**What this task involves:** Lay out the items as a Markdown table, starting at the first line and ending after the line that has "POLYGON ((312 139, 316". Number each line in a Row column, put the line itself in a Text column, and skip blank lines.
━━ Dataset
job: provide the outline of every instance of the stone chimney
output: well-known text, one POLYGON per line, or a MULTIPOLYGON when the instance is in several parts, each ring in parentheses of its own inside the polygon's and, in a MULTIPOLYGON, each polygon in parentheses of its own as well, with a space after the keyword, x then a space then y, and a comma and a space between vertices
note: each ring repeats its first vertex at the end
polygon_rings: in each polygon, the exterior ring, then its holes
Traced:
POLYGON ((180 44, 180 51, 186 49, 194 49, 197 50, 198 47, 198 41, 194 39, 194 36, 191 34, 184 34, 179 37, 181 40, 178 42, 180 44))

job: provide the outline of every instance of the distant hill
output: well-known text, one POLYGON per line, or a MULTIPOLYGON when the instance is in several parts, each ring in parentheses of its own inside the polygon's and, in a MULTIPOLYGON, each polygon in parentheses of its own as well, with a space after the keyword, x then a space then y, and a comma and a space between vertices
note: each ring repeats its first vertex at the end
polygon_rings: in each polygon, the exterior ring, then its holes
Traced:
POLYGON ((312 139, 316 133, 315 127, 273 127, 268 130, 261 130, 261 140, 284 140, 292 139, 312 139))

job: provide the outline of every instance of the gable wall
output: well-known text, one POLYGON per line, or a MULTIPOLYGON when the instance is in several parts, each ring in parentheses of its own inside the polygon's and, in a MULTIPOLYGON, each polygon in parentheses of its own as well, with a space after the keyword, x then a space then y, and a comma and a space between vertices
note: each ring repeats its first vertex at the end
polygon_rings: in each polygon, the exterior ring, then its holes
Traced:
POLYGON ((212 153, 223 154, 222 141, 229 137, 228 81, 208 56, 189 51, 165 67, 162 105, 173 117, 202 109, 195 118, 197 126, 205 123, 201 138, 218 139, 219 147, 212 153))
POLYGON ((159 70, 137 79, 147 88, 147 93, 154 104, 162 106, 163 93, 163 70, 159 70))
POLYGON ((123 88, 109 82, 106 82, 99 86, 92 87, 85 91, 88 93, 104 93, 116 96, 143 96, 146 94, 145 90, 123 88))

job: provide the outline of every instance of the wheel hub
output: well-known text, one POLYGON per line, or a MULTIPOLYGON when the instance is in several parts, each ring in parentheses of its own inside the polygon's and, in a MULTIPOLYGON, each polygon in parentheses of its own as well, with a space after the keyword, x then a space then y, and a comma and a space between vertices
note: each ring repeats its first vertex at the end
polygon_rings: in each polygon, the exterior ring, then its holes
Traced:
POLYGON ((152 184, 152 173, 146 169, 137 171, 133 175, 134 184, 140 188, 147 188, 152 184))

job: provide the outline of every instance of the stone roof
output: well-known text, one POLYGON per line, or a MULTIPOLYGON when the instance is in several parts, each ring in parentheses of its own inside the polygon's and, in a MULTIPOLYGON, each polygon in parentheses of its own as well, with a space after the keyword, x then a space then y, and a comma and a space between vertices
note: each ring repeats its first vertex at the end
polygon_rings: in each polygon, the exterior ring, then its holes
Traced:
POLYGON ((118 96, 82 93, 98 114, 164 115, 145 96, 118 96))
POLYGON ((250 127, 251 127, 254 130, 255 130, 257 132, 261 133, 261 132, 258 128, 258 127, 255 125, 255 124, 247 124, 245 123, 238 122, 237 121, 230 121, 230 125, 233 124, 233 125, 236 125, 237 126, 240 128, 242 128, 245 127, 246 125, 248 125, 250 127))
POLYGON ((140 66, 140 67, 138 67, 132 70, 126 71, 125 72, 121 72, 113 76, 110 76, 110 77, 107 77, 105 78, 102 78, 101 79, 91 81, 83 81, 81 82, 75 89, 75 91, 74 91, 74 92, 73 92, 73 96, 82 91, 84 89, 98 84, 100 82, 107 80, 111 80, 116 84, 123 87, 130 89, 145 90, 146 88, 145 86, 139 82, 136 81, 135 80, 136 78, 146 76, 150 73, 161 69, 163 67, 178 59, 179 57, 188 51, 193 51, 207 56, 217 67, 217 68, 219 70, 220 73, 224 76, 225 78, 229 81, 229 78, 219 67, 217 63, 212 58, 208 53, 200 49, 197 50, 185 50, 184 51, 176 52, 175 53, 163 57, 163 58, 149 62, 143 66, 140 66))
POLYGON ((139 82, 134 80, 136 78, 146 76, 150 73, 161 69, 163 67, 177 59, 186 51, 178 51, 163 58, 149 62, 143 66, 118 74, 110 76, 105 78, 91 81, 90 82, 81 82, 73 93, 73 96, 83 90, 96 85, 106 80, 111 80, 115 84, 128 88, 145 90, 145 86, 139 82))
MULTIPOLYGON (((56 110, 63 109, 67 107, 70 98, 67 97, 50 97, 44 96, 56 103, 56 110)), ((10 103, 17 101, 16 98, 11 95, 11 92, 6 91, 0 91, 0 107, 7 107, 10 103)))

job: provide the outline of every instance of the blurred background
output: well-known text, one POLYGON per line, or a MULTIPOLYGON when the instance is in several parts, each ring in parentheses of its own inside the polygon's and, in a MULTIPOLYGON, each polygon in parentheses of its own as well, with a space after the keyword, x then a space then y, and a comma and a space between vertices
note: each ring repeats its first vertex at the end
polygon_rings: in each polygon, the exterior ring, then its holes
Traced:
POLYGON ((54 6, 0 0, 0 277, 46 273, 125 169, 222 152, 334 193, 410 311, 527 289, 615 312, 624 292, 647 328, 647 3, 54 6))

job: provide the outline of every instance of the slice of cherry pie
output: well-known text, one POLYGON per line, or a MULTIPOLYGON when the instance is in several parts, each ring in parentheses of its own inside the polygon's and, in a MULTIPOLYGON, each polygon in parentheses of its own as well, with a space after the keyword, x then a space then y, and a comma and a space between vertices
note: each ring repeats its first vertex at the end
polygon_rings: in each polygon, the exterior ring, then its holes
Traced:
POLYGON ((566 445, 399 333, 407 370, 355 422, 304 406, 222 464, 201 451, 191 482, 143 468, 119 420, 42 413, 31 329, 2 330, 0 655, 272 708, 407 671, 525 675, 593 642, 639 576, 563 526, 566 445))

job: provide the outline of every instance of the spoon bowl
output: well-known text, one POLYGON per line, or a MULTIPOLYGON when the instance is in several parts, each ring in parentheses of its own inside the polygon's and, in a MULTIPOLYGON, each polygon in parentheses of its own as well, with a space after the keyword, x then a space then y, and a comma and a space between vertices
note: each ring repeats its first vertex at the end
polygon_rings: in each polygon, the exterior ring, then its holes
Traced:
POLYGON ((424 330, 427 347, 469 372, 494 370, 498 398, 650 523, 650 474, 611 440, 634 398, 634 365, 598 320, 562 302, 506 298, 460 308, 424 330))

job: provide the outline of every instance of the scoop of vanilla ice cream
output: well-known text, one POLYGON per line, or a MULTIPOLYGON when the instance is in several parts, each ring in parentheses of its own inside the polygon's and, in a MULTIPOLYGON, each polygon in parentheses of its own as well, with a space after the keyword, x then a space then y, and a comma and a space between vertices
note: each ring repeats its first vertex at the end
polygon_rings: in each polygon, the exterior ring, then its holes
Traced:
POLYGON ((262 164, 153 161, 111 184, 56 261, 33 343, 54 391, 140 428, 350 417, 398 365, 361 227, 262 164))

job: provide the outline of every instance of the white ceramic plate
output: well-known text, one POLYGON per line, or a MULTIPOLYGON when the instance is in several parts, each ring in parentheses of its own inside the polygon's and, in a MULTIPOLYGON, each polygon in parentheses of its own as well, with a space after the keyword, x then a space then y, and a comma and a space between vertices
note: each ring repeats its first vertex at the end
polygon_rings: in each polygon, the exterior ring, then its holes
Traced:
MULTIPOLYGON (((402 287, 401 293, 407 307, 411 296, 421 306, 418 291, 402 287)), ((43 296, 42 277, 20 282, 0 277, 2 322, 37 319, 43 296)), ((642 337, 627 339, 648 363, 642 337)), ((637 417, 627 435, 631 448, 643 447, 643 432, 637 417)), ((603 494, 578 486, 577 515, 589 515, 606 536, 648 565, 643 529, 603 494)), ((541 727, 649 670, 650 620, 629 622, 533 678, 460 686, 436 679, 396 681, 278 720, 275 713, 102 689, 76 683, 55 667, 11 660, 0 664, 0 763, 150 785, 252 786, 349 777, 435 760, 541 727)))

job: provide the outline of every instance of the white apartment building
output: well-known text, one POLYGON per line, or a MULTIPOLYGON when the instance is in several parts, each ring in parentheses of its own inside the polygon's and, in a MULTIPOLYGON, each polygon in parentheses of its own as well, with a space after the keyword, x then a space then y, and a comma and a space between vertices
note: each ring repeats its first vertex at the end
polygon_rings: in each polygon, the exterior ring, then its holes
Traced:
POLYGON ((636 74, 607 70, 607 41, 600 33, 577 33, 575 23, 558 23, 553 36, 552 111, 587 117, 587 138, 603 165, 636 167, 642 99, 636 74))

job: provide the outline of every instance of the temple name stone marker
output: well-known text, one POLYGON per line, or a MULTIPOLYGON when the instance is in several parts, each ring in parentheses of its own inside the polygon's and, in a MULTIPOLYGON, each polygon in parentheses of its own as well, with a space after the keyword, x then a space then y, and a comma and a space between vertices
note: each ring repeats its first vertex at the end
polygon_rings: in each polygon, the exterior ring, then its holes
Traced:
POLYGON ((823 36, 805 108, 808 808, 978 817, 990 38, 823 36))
━━━━
**Exercise output:**
| Row | Text |
|---|---|
| 1 | job: provide the outline of every instance of the stone chimney |
| 2 | output: well-known text, one POLYGON per line, or a MULTIPOLYGON when the instance is in several parts, each ring in parentheses of its own inside the polygon's and, in a MULTIPOLYGON, each polygon in parentheses of its own as well, with a space after the keyword, x then a space then y, and a comma and a space between vertices |
| 3 | note: each ring repeats its first vertex at the end |
| 4 | polygon_rings: in each polygon, the exterior ring, then its holes |
| 5 | Traced: |
| 6 | POLYGON ((180 44, 180 51, 186 49, 194 49, 197 50, 198 47, 198 41, 194 39, 194 36, 191 34, 184 34, 179 37, 181 40, 178 42, 180 44)) |
| 7 | job: provide the outline of every instance of the distant hill |
| 8 | output: well-known text, one POLYGON per line, or a MULTIPOLYGON when the instance is in several parts, each ring in parentheses of its own inside the polygon's and, in a MULTIPOLYGON, each polygon in parentheses of its own as well, with a space after the keyword, x then a space then y, and a comma and a space between vertices |
| 9 | note: each ring repeats its first vertex at the end |
| 10 | polygon_rings: in each polygon, the exterior ring, then its holes |
| 11 | Traced: |
| 12 | POLYGON ((312 139, 316 133, 315 127, 273 127, 268 130, 261 130, 261 140, 284 140, 292 139, 312 139)) |